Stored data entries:
□ □ □ □ □
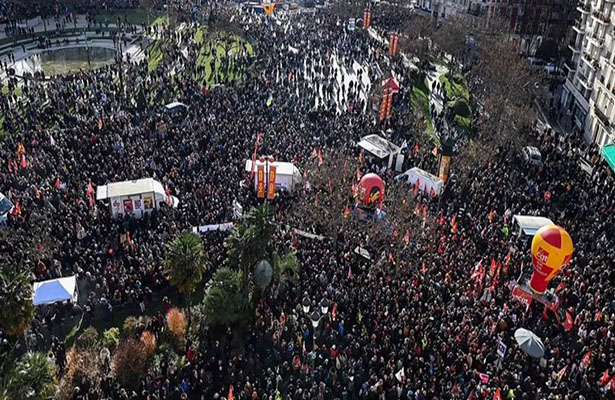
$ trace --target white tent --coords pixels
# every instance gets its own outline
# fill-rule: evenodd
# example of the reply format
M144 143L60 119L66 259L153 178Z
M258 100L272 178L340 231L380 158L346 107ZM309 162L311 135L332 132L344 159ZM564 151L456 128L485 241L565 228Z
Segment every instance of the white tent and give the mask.
M33 303L35 306L58 301L77 301L77 279L75 275L48 281L34 282Z
M518 227L517 235L526 235L529 237L534 236L536 231L545 225L553 225L553 221L549 218L538 217L533 215L515 215L513 216L513 223Z

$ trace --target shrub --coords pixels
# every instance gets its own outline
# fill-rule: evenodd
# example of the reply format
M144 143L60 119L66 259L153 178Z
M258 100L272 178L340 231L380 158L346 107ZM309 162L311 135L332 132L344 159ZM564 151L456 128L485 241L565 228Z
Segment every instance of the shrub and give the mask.
M455 115L460 115L462 117L468 118L471 116L470 105L465 99L457 99L450 105Z
M102 376L102 364L96 351L70 349L66 353L66 367L60 381L60 399L73 399L75 386L79 386L82 393L90 389L97 391Z
M143 343L136 339L120 342L113 353L111 371L116 379L125 385L134 386L145 369L147 352Z
M95 349L98 346L98 331L90 326L79 335L75 346L80 350Z
M167 312L167 327L177 339L186 335L186 316L178 308L173 307Z
M119 328L109 328L103 332L102 345L113 350L120 343L120 330Z
M147 354L147 358L156 354L156 336L150 331L145 331L141 334L141 343L143 343L143 348L145 349L145 353Z
M139 320L132 315L126 317L124 320L124 326L122 326L122 336L125 338L134 338L137 333L137 326L139 326Z

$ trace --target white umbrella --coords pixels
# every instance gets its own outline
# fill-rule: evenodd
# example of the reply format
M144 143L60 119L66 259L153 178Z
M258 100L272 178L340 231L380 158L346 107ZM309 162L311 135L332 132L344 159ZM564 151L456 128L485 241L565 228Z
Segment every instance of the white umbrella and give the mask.
M515 340L527 355L540 358L545 354L545 345L542 340L532 331L519 328L515 331Z

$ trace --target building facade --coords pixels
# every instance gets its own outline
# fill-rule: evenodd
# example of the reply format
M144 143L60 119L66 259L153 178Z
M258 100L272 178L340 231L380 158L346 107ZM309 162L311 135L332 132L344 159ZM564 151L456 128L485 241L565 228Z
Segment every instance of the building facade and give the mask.
M614 4L615 0L579 4L560 99L585 141L601 147L615 142Z

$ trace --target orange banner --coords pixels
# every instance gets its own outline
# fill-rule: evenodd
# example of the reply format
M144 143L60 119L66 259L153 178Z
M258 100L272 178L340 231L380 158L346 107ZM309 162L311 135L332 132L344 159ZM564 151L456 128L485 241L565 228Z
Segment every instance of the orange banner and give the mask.
M391 119L391 113L393 112L393 93L389 89L389 98L387 99L387 119Z
M265 166L259 165L256 169L256 196L259 199L265 197Z
M275 198L275 166L269 166L269 182L267 182L267 198L273 200Z

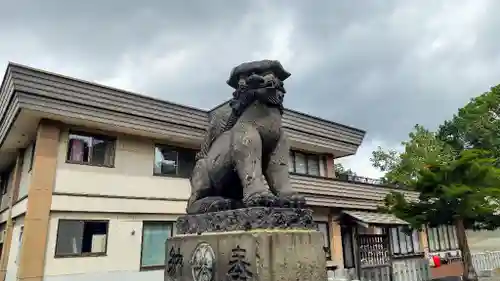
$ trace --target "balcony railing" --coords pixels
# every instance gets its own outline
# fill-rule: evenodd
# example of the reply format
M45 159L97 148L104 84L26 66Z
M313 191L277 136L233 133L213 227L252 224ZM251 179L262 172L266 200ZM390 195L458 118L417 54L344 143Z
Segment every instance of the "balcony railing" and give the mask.
M392 188L409 189L406 186L402 186L402 185L394 184L394 183L389 183L383 179L361 177L358 175L352 175L352 174L346 174L346 173L337 174L336 179L341 180L341 181L346 181L346 182L352 182L352 183L364 183L364 184L379 185L379 186L386 186L386 187L392 187Z

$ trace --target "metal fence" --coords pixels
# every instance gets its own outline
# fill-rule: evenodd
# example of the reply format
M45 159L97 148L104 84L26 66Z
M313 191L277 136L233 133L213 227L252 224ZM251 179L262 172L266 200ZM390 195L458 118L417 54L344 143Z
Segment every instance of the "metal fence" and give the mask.
M427 259L405 259L393 261L393 281L428 281L430 280L429 262ZM379 268L364 268L361 270L361 278L357 278L354 269L337 269L328 272L328 281L389 281L390 271Z
M472 254L472 265L476 271L489 271L500 268L500 251Z
M481 272L500 269L500 251L472 254L472 265ZM361 278L357 277L354 268L338 269L328 272L328 281L386 281L389 272L363 269ZM428 281L431 280L429 262L427 259L407 259L394 261L392 265L393 281Z

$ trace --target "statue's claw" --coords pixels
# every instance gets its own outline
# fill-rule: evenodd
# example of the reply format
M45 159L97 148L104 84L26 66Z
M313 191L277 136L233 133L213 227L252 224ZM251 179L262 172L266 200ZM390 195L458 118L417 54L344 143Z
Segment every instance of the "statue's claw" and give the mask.
M186 212L188 214L202 214L202 213L210 213L210 212L220 212L231 210L235 205L233 200L211 196L201 198L199 200L194 201L192 204L189 204Z
M306 198L297 192L281 194L279 196L279 205L283 208L304 208Z
M278 197L267 191L253 193L243 198L245 207L276 207L278 203Z

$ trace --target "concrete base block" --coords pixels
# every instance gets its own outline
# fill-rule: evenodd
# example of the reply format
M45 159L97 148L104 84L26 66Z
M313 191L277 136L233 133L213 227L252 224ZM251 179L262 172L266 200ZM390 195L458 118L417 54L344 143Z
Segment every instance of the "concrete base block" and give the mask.
M253 230L167 239L165 281L327 280L316 230Z

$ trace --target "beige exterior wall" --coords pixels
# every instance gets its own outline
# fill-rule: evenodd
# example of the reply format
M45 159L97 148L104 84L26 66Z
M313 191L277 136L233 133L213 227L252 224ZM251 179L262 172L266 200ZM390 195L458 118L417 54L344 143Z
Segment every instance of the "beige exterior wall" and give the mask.
M190 193L189 181L153 175L155 141L152 139L118 135L114 167L106 168L66 163L68 136L69 129L63 127L57 144L57 159L54 161L56 171L44 251L44 280L66 280L64 278L76 278L81 273L86 276L82 280L145 277L146 272L140 271L142 223L144 220L174 221L183 214ZM13 217L23 216L26 212L29 198L23 195L29 193L30 185L36 185L31 181L32 172L29 171L31 146L23 156L18 197L21 200L12 208ZM327 176L334 176L332 157L329 157L324 168ZM329 265L342 266L340 227L331 215L331 208L314 207L314 210L315 221L330 223L333 260ZM59 219L109 220L106 255L55 258ZM14 228L12 236L6 280L18 274L15 261L19 249L20 222L16 221L17 233Z
M312 209L314 221L328 222L329 208L313 207Z
M5 275L5 281L15 281L17 279L17 271L19 268L19 255L20 255L20 235L21 229L24 226L24 217L19 217L15 219L14 228L12 230L12 240L9 251L9 260L7 262L7 272Z
M54 258L59 219L109 220L108 245L105 256ZM129 215L53 213L45 255L45 276L97 273L107 271L139 271L144 220L175 221L175 215Z
M19 280L42 281L48 222L54 188L60 124L42 120L37 129L33 175L28 190L24 231L19 254Z
M18 201L14 206L12 206L12 217L16 218L26 213L28 209L28 198L24 197L22 200Z
M175 220L184 213L190 192L187 179L153 176L154 144L118 136L114 168L69 164L68 130L63 130L51 207L57 212L50 218L45 276L139 270L142 222ZM109 220L107 255L54 258L59 219ZM327 222L329 209L315 208L314 219Z
M117 136L113 168L66 163L68 136L69 130L64 129L58 147L44 278L66 280L81 273L89 280L149 276L139 271L142 223L175 221L185 213L189 181L153 176L155 142L146 138ZM55 258L59 219L109 220L106 255Z
M190 194L190 185L187 179L169 178L153 176L154 167L154 142L148 139L131 138L119 136L116 142L115 166L114 168L94 167L88 165L78 165L66 163L66 152L68 149L68 131L61 134L61 141L58 151L58 167L54 193L75 195L100 195L102 199L92 198L93 204L110 204L109 210L103 206L102 211L129 212L126 206L121 206L123 210L113 208L113 204L118 198L113 196L133 198L142 198L135 200L136 209L150 209L148 212L156 212L152 206L166 207L165 203L153 203L155 199L169 199L172 202L187 200ZM86 201L82 198L70 199L70 196L64 196L64 200L72 203L74 200ZM111 200L115 199L115 200ZM125 198L123 198L125 199ZM150 200L148 200L150 199ZM58 198L54 200L54 208L59 209L67 205L59 202ZM69 202L68 201L68 202ZM118 202L119 204L119 202ZM141 205L144 204L144 205ZM77 204L78 205L78 204ZM123 205L123 204L122 204ZM142 206L142 207L141 207ZM65 206L69 207L69 206ZM84 205L88 209L89 205ZM184 213L184 204L170 204L168 210L172 213ZM76 206L74 207L76 208ZM99 210L99 209L97 209ZM89 210L93 211L93 210ZM162 210L159 213L164 213Z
□ □ □ □ □
◆ **Directions for this task**
From the opening line of the entries, copy each line exactly until the line with "shrub --coords pixels", which is copied as well; leave out pictures.

◆ **Finished task**
$ trace --target white tent --coords pixels
# every instance gets its own outline
# fill-rule: evenodd
# example of the reply format
M144 143L60 119L66 259L153 178Z
M258 100L272 178L340 231L380 158L346 107ZM309 162L311 135L332 132L344 159ZM564 151L456 128L485 241L565 228Z
Segment every instance of the white tent and give the mask.
M33 303L35 306L58 301L77 301L77 279L75 275L48 281L34 282Z
M518 227L517 235L526 235L529 237L534 236L536 231L545 225L553 225L553 221L549 218L538 217L533 215L515 215L513 216L513 223Z

$ trace --target shrub --coords pixels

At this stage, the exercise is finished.